What you need to do = Search the records that follow and extract every line containing the string "black".

Dataset entries
===

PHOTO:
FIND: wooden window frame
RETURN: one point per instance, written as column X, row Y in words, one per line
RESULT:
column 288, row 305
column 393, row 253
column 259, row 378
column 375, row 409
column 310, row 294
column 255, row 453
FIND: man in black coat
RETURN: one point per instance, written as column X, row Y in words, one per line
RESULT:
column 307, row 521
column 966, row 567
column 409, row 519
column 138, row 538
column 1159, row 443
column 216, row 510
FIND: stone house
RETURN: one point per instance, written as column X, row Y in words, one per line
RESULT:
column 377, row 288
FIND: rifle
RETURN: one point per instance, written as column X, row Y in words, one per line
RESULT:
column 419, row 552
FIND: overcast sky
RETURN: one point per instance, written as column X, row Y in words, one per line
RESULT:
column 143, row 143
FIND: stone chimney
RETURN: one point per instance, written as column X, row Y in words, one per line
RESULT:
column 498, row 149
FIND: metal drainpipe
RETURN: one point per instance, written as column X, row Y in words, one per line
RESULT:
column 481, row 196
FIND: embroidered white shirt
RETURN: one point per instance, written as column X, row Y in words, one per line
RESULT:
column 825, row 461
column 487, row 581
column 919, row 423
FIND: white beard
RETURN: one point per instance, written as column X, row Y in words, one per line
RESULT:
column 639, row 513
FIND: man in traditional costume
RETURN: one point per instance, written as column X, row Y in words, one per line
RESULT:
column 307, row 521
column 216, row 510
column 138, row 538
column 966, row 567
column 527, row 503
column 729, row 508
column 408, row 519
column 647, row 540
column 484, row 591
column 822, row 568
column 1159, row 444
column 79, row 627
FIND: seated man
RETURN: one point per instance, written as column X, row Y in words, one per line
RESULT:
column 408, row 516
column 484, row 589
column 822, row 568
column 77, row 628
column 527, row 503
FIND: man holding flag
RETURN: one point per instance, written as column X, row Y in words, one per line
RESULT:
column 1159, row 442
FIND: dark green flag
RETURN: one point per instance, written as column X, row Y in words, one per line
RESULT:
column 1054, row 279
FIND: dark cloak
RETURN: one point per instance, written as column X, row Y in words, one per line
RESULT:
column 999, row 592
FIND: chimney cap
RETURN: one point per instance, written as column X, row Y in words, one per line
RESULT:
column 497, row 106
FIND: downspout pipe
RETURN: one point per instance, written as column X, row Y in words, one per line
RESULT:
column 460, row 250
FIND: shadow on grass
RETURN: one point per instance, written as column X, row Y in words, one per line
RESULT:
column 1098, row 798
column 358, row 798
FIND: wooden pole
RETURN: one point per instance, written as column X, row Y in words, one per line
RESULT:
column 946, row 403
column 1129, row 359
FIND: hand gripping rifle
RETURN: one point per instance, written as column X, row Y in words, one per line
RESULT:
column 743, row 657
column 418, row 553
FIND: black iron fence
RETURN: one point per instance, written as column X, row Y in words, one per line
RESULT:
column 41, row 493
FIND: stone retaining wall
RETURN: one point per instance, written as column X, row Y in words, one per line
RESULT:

===

Exercise response =
FIND: man in black coat
FIND: black iron fence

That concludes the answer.